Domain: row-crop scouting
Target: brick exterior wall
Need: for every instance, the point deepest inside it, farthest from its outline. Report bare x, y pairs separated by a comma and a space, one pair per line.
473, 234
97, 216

* * *

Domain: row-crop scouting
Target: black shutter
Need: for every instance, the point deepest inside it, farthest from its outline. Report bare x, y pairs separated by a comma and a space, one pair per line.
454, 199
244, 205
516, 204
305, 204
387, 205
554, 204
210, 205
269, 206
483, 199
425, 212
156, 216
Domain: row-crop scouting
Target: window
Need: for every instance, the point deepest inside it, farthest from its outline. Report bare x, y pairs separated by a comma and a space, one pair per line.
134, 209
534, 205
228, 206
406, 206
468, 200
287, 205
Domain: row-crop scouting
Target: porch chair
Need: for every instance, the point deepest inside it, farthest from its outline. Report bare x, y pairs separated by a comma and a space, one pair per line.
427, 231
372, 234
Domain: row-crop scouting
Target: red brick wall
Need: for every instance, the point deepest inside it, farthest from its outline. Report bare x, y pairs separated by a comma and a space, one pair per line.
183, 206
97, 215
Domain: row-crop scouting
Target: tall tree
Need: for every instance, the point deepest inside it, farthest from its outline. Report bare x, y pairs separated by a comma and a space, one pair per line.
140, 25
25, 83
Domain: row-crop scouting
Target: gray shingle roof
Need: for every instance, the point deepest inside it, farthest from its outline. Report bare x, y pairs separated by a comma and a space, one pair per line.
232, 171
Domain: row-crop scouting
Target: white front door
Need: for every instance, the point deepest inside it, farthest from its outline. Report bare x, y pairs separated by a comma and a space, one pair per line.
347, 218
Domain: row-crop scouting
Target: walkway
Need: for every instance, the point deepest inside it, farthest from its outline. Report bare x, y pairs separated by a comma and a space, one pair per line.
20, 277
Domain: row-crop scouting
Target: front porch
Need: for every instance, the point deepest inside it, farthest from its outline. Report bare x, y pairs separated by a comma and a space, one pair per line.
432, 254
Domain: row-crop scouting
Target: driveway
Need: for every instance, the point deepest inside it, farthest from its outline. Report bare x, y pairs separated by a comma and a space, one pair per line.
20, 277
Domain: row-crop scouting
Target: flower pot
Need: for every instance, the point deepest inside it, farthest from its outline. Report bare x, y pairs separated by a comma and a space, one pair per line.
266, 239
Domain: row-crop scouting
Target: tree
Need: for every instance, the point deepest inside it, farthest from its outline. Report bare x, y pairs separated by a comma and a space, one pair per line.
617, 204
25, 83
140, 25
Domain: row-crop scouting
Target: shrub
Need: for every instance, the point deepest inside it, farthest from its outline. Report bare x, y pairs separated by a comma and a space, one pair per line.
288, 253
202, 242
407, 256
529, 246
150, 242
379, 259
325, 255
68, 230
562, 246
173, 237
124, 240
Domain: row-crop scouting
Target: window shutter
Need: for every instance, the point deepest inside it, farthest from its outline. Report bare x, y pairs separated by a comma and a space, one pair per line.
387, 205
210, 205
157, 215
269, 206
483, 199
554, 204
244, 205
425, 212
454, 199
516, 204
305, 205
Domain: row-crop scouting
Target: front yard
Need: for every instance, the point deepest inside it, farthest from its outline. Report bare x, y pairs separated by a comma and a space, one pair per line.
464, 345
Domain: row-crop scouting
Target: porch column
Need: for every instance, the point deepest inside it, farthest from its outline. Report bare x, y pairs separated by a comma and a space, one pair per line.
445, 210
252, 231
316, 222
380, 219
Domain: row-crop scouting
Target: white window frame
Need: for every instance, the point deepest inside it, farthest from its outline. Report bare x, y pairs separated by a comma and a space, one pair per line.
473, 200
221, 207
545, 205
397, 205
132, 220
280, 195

...

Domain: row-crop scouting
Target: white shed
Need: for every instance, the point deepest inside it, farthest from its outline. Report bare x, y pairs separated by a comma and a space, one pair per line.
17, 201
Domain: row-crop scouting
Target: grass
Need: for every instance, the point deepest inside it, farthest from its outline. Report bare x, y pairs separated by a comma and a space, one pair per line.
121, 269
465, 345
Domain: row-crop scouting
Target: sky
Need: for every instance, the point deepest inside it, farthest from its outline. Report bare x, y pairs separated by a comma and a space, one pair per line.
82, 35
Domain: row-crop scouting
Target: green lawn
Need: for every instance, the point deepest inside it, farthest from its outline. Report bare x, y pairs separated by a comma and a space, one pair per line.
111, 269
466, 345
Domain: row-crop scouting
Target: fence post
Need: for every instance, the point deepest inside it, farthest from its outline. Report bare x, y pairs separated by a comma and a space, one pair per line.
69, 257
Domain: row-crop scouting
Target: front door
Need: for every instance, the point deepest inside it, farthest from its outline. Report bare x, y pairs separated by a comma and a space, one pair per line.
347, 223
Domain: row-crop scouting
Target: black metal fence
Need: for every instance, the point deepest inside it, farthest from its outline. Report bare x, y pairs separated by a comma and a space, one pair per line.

» Problem details: List each line above that contains the word "wall", copying every one in full.

» Result of this task:
Target: brick exterior wall
Target: red brick wall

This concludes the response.